[Stored items]
= = =
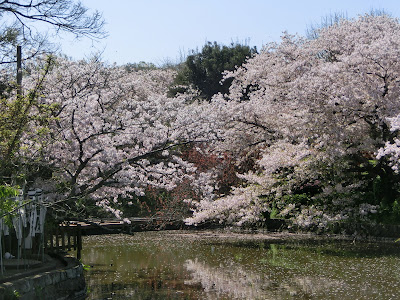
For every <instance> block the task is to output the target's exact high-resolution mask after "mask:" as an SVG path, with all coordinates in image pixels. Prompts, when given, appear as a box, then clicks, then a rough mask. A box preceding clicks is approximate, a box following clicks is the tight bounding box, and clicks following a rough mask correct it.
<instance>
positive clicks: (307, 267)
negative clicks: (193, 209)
mask: <svg viewBox="0 0 400 300" xmlns="http://www.w3.org/2000/svg"><path fill="white" fill-rule="evenodd" d="M309 237H310V236H307V235H306V236H300V235H289V236H284V235H282V234H272V235H263V234H237V233H226V232H224V231H221V232H215V231H200V232H197V231H194V232H193V231H161V232H141V233H136V234H135V235H133V236H131V235H102V236H87V237H84V240H83V247H84V249H83V251H82V261H83V263H84V264H85V265H87V266H88V270H87V271H86V273H85V277H86V282H87V285H88V299H341V300H344V299H352V300H353V299H399V298H400V245H398V244H396V243H360V242H356V243H354V242H352V241H340V240H329V239H315V238H313V239H310V238H309Z"/></svg>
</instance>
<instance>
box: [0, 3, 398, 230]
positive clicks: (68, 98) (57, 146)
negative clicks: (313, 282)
mask: <svg viewBox="0 0 400 300" xmlns="http://www.w3.org/2000/svg"><path fill="white" fill-rule="evenodd" d="M36 2H37V3H38V5H37V6H35V5H33V4H32V5H28V6H26V7H24V6H20V5H19V4H18V3H15V4H11V3H10V4H9V5H16V7H14V8H13V9H15V11H18V10H21V9H22V10H26V11H27V12H28V14H25V16H26V17H27V18H29V16H31V18H32V16H35V14H34V13H35V11H36V12H43V11H44V9H45V8H46V7H47V6H46V5H48V3H47V2H46V1H39V0H37V1H36ZM62 3H63V4H64V6H60V9H61V8H62V9H63V11H62V12H63V13H67V14H68V13H70V14H74V13H78V15H74V16H75V17H76V18H77V20H80V21H82V23H79V24H80V25H79V26H78V25H75V26H70V25H71V24H69V23H68V20H69V19H68V18H66V19H65V20H64V21H65V22H66V23H62V24H53V23H51V22H50V25H53V26H56V27H57V26H58V27H57V28H58V29H60V30H67V31H72V32H73V33H75V34H77V35H78V36H83V37H85V36H86V37H87V36H89V37H91V36H101V35H102V34H104V31H103V27H102V26H103V23H104V22H103V20H102V18H101V15H100V14H99V13H98V12H96V13H95V14H93V15H91V16H90V15H87V14H88V11H87V9H86V8H85V7H83V6H82V5H81V4H77V3H75V1H70V0H63V1H62ZM74 5H75V6H74ZM47 8H48V7H47ZM74 8H75V10H74ZM7 9H8V8H7V7H0V10H5V11H7ZM51 13H53V14H54V15H55V16H57V17H60V16H59V15H58V12H57V11H53V10H51ZM40 16H41V17H40V18H39V19H37V18H36V19H35V20H36V22H46V21H48V20H47V19H46V18H48V15H46V14H40ZM80 18H82V19H80ZM52 20H53V19H52ZM5 26H6V25H5ZM7 26H11V27H6V29H8V31H7V32H8V33H9V34H10V35H9V36H7V37H6V36H4V37H2V36H0V38H2V39H4V42H9V43H10V44H12V43H13V42H15V43H16V42H18V41H20V39H21V38H22V37H24V31H21V30H20V29H21V28H22V29H23V28H25V29H26V27H24V26H26V24H25V23H22V24H20V26H22V27H21V28H20V27H12V26H16V25H7ZM311 31H312V32H309V34H308V36H305V37H304V36H299V35H292V34H289V33H287V32H284V33H283V34H282V38H281V41H280V42H277V43H275V42H274V43H268V44H266V45H264V46H263V48H262V49H260V50H258V49H257V48H255V47H250V46H249V45H246V44H240V43H232V44H231V45H221V44H218V43H217V42H214V43H211V42H207V43H206V44H205V45H204V47H203V48H202V49H201V50H196V51H191V52H190V53H189V55H188V56H187V57H186V59H185V60H184V61H182V62H181V63H180V64H177V65H174V66H171V65H166V66H161V67H158V66H155V65H154V64H150V63H144V62H141V63H136V64H127V65H124V66H117V65H109V64H107V63H105V62H103V61H102V60H101V57H100V56H94V57H92V58H89V59H87V60H80V61H74V60H72V59H69V58H66V57H64V56H62V55H59V54H55V53H50V52H49V51H44V50H43V51H41V52H40V53H39V52H37V53H34V54H35V55H33V54H32V53H29V54H28V51H29V47H28V45H26V47H27V50H28V51H26V52H24V53H25V56H24V57H23V59H22V60H23V68H22V67H21V65H20V63H19V65H18V74H19V76H18V78H19V81H17V84H16V83H15V82H14V80H13V78H14V77H15V67H14V66H13V65H12V64H8V63H4V64H2V68H1V72H0V83H1V84H0V96H1V101H0V187H1V190H0V192H1V195H0V197H1V198H2V199H6V198H7V199H8V198H10V197H9V196H7V195H8V194H7V195H6V194H5V193H8V192H9V191H12V189H13V188H14V187H15V188H16V187H18V186H20V187H22V189H25V190H28V189H29V188H38V187H39V188H40V189H42V190H43V191H44V193H45V198H46V199H47V200H46V201H47V206H49V211H48V215H49V218H50V219H52V220H53V221H54V222H55V223H57V222H63V221H68V220H90V219H98V218H110V217H116V218H118V219H122V220H125V221H126V222H129V218H131V217H159V218H162V219H163V220H164V221H165V223H166V224H167V223H168V222H171V221H173V220H184V222H185V223H186V225H188V226H191V225H194V226H207V224H219V225H221V226H227V227H231V226H233V227H235V226H237V227H242V228H257V227H263V226H264V225H265V224H273V223H277V224H278V223H279V222H283V223H285V224H286V223H287V224H289V225H288V226H289V227H290V228H291V230H298V231H314V232H320V233H323V232H327V233H347V234H350V235H352V234H353V235H367V234H377V235H379V234H381V233H380V232H379V231H376V230H375V233H374V228H376V227H377V226H388V227H390V226H392V225H393V226H394V225H396V224H400V204H399V203H400V174H399V165H400V160H399V153H400V150H399V149H400V142H399V133H400V132H399V130H400V125H399V124H400V104H399V103H400V102H399V99H400V89H399V87H398V80H399V78H400V72H399V70H400V68H399V66H400V60H399V57H400V46H399V45H400V38H399V36H400V24H399V20H398V19H396V18H393V17H391V16H390V15H389V14H387V13H385V12H384V11H373V12H371V13H368V14H364V15H360V16H358V17H356V18H352V19H349V18H347V17H345V16H340V15H335V16H334V17H332V18H331V22H325V23H324V24H321V26H320V27H317V28H313V29H312V30H311ZM11 33H13V34H11ZM32 42H34V41H32ZM23 49H24V48H23ZM10 51H11V50H10ZM10 54H11V53H10ZM31 54H32V55H31ZM21 75H23V84H22V86H21V79H20V78H21V77H20V76H21ZM3 202H4V201H3ZM3 204H4V205H3V206H4V207H1V208H0V209H1V212H2V213H7V211H12V210H13V209H14V207H11V206H10V205H9V204H8V202H7V201H6V202H4V203H3ZM202 224H203V225H202ZM375 224H378V225H375ZM267 227H268V226H267Z"/></svg>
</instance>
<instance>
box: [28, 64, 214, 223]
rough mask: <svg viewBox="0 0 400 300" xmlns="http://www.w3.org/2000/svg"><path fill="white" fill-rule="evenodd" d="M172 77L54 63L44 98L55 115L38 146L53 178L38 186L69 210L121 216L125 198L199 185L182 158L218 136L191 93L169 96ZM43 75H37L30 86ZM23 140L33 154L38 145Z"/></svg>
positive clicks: (92, 65) (204, 114) (161, 75)
mask: <svg viewBox="0 0 400 300" xmlns="http://www.w3.org/2000/svg"><path fill="white" fill-rule="evenodd" d="M38 69H39V70H40V69H41V68H38ZM173 76H174V73H173V71H170V70H159V69H158V70H145V71H135V72H129V71H127V70H126V68H123V67H116V66H106V65H104V64H103V63H102V62H100V61H99V60H98V59H93V60H91V61H79V62H75V61H70V60H66V59H62V58H56V62H55V64H54V66H53V68H52V69H51V71H50V72H49V74H48V75H47V76H46V80H45V82H43V84H42V88H41V97H40V101H41V103H43V104H51V105H52V107H53V111H52V117H53V118H52V120H51V121H50V122H49V124H48V128H49V132H48V134H47V136H46V139H45V140H44V141H42V145H41V147H39V148H37V151H40V153H41V155H42V157H43V158H44V159H43V160H42V163H43V165H44V166H46V168H48V169H49V173H50V174H51V179H50V180H48V179H49V178H38V180H37V184H40V185H41V186H43V189H45V190H47V191H48V192H51V193H49V194H48V197H50V198H51V199H52V200H53V201H54V203H60V205H61V206H62V209H63V211H64V213H65V212H75V213H76V212H79V211H80V210H82V212H84V211H85V207H86V206H87V205H88V204H89V203H96V204H97V205H99V206H101V207H103V208H105V209H107V210H109V211H112V212H113V213H114V214H115V215H116V216H120V215H121V212H120V210H119V209H116V208H115V207H116V204H117V203H118V202H119V201H120V199H121V198H124V197H129V196H130V195H132V194H136V195H144V191H145V188H146V187H149V186H152V187H154V188H158V189H166V190H171V189H173V188H175V187H176V185H177V184H178V183H179V182H180V181H182V180H184V179H185V180H191V181H193V182H196V176H197V175H196V174H195V171H196V168H195V167H194V166H193V164H192V163H189V162H186V161H184V160H183V159H182V158H181V157H180V150H181V147H182V146H183V145H186V144H189V143H197V142H205V141H207V140H210V139H215V138H217V135H218V131H216V130H215V128H216V123H215V122H213V120H212V118H211V116H210V115H208V110H207V109H205V108H204V107H203V106H201V105H199V104H196V103H193V104H191V105H188V104H187V103H186V102H187V97H189V95H180V96H177V97H175V98H168V97H167V96H166V92H167V90H168V85H169V84H170V83H171V82H172V79H173ZM39 77H40V72H36V71H34V70H32V75H31V77H30V79H29V80H30V82H31V84H33V83H34V82H35V81H36V79H37V78H39ZM29 80H28V79H26V80H25V82H26V86H27V87H28V86H29V82H28V81H29ZM25 142H26V143H27V145H29V147H27V148H29V149H31V151H32V150H33V149H35V142H34V141H29V140H26V141H25ZM40 181H41V182H40ZM39 182H40V183H39ZM45 184H49V185H48V186H44V185H45ZM201 188H205V186H204V185H202V186H201Z"/></svg>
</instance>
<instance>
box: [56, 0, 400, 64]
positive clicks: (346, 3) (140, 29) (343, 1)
mask: <svg viewBox="0 0 400 300" xmlns="http://www.w3.org/2000/svg"><path fill="white" fill-rule="evenodd" d="M81 2H82V3H83V4H84V5H85V6H86V7H88V8H90V9H93V10H98V11H100V12H102V13H103V17H104V19H105V21H106V27H105V29H106V30H107V31H108V37H107V38H105V39H103V40H101V41H99V42H92V41H90V40H81V41H76V40H74V39H73V38H72V37H69V36H66V37H63V39H62V40H61V49H62V52H63V53H64V54H66V55H68V56H70V57H72V58H74V59H80V58H84V57H89V56H90V55H91V53H96V52H99V51H101V52H102V53H103V54H102V56H103V59H104V60H105V61H107V62H109V63H114V62H116V63H117V64H125V63H129V62H131V63H133V62H140V61H146V62H152V63H155V64H157V65H160V64H163V63H164V62H166V61H170V62H176V61H179V59H180V57H181V54H186V53H187V52H188V51H189V50H191V49H196V48H199V49H201V47H202V46H203V45H204V43H205V42H206V41H217V42H219V43H222V44H230V43H231V42H236V41H239V42H246V41H247V44H248V45H250V46H257V47H258V48H260V47H261V46H262V45H263V44H265V43H267V42H270V41H279V38H280V36H281V34H282V32H283V31H285V30H287V31H288V32H289V33H291V34H295V33H298V34H300V35H305V33H306V30H307V28H308V27H310V25H313V24H314V25H315V24H319V23H320V22H321V18H322V17H324V16H327V15H330V14H333V13H336V12H339V13H346V14H347V16H348V17H355V16H357V15H360V14H365V13H367V12H369V11H371V9H384V10H385V11H386V12H388V13H390V14H391V15H392V16H394V17H400V0H81Z"/></svg>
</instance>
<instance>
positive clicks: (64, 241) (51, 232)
mask: <svg viewBox="0 0 400 300" xmlns="http://www.w3.org/2000/svg"><path fill="white" fill-rule="evenodd" d="M44 245H45V251H46V252H47V253H65V252H67V251H72V250H76V257H77V259H81V251H82V229H81V225H80V224H70V223H62V224H60V226H57V227H55V228H54V229H52V230H46V231H45V243H44Z"/></svg>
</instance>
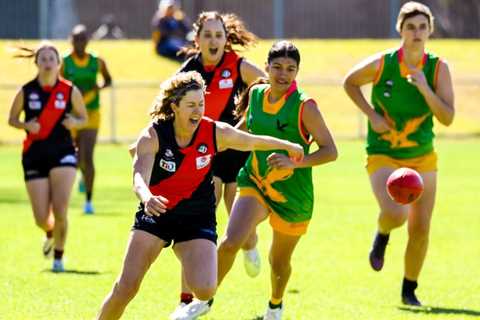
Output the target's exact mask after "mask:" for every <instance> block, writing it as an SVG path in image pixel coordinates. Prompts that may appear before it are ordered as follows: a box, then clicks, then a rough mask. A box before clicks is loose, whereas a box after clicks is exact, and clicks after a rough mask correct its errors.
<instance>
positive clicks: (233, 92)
mask: <svg viewBox="0 0 480 320" xmlns="http://www.w3.org/2000/svg"><path fill="white" fill-rule="evenodd" d="M242 60H243V58H241V57H239V56H237V54H236V53H235V52H233V51H229V52H225V54H224V55H223V57H222V59H221V60H220V62H219V63H218V65H216V66H215V68H214V69H213V70H212V71H206V70H205V68H204V67H203V65H202V62H201V55H200V54H197V55H195V56H193V57H191V58H190V59H188V60H187V61H185V63H184V64H183V66H182V67H181V68H180V70H179V72H186V71H197V72H198V73H200V74H201V75H202V78H203V80H204V81H205V83H206V85H207V92H206V94H205V116H206V117H209V118H210V119H213V120H220V121H223V122H227V123H229V124H231V125H234V124H236V123H237V122H238V120H237V119H235V116H234V115H233V111H234V110H235V97H236V96H237V95H239V94H240V93H241V92H242V90H243V89H245V88H246V85H245V83H244V82H243V80H242V77H241V74H240V64H241V62H242Z"/></svg>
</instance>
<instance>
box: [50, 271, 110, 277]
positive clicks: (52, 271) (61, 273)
mask: <svg viewBox="0 0 480 320" xmlns="http://www.w3.org/2000/svg"><path fill="white" fill-rule="evenodd" d="M42 272H49V273H54V274H76V275H81V276H99V275H101V274H105V272H100V271H96V270H77V269H65V271H63V272H54V271H52V269H44V270H43V271H42Z"/></svg>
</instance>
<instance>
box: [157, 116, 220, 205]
mask: <svg viewBox="0 0 480 320" xmlns="http://www.w3.org/2000/svg"><path fill="white" fill-rule="evenodd" d="M153 127H154V129H155V131H156V133H157V136H158V140H159V146H160V148H159V151H158V153H157V154H156V155H155V161H154V165H153V169H152V175H151V178H150V183H149V188H150V191H151V192H152V194H154V195H162V196H163V197H165V198H167V199H168V200H169V203H168V206H167V209H169V210H171V209H173V208H175V211H180V212H183V211H187V212H185V214H201V213H202V212H204V211H205V206H209V207H210V206H212V205H213V206H215V193H214V188H213V180H212V160H213V157H214V155H215V154H216V153H217V146H216V135H215V122H214V121H212V120H210V119H208V118H202V120H201V121H200V124H199V126H198V128H197V130H196V131H195V133H194V135H193V137H192V140H191V142H190V143H189V144H188V146H186V147H184V148H181V147H179V146H178V144H177V142H176V139H175V132H174V128H173V121H171V120H170V121H158V122H157V123H154V124H153ZM182 208H185V210H182ZM177 209H178V210H177Z"/></svg>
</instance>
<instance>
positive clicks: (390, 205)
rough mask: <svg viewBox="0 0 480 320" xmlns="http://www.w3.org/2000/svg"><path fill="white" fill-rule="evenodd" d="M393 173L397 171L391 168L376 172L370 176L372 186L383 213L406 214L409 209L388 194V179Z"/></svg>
mask: <svg viewBox="0 0 480 320" xmlns="http://www.w3.org/2000/svg"><path fill="white" fill-rule="evenodd" d="M393 171H395V169H394V168H389V167H383V168H380V169H378V170H376V171H375V172H374V173H372V174H371V175H370V184H371V186H372V190H373V193H374V195H375V198H376V200H377V203H378V205H379V207H380V210H381V211H382V212H401V213H404V214H406V213H407V212H408V207H407V206H402V205H400V204H398V203H396V202H395V201H393V200H392V199H391V198H390V196H389V195H388V193H387V187H386V184H387V179H388V177H389V176H390V174H392V172H393Z"/></svg>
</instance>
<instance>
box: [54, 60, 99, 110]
mask: <svg viewBox="0 0 480 320" xmlns="http://www.w3.org/2000/svg"><path fill="white" fill-rule="evenodd" d="M85 61H86V62H84V63H83V64H82V61H79V60H78V58H76V57H75V56H74V54H73V53H71V54H69V55H67V56H65V57H64V58H63V70H64V72H63V73H64V77H65V78H66V79H68V80H70V81H72V82H73V84H74V85H75V86H76V87H77V88H78V89H80V92H81V93H82V95H83V100H84V101H85V106H86V108H87V110H97V109H98V108H99V107H100V95H99V92H98V88H97V74H98V71H99V64H98V58H97V56H96V55H94V54H91V53H87V58H86V60H85Z"/></svg>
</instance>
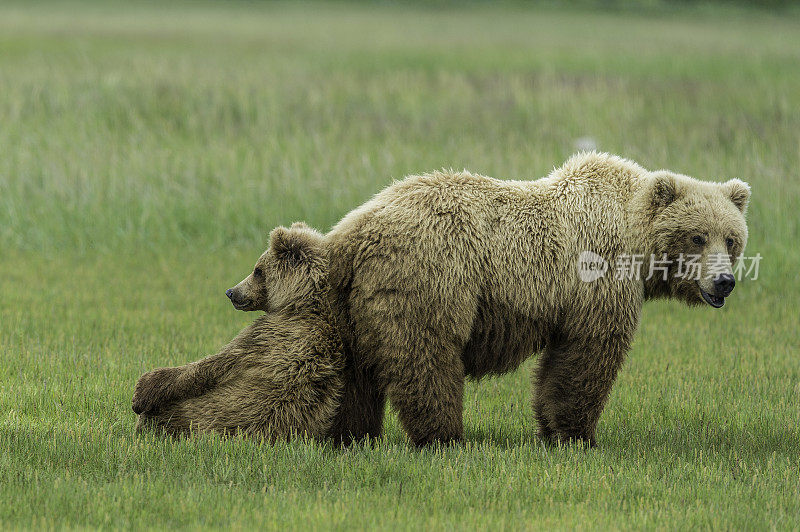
= = =
» **JOB**
Quote the data above word for word, starting at the very beginning and ending with the line that contains "positive clicks: (307, 267)". Leave the pictures out.

» **YOUR RESPONSE**
For every <instance> block the task is to output the target's exact high-resolution mask after "mask:" as an SVG path, with all coordinates in image pixels. Prompts, when given, appear as a box, then clicks, then a rough mask. A box preceding clicks is approximate, a box following clicks is the tight bounding box, and clicks following a rough mask correct it.
<instance>
positive clicks: (307, 267)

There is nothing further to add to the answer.